◆ What to do
Pull out every line in the records below that contains the string "point" and copy each one unchanged.

◆ Input material
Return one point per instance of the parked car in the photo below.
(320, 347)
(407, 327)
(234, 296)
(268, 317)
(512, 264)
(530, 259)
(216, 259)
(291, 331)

◆ Output
Return one point per instance of the parked car in the photo below.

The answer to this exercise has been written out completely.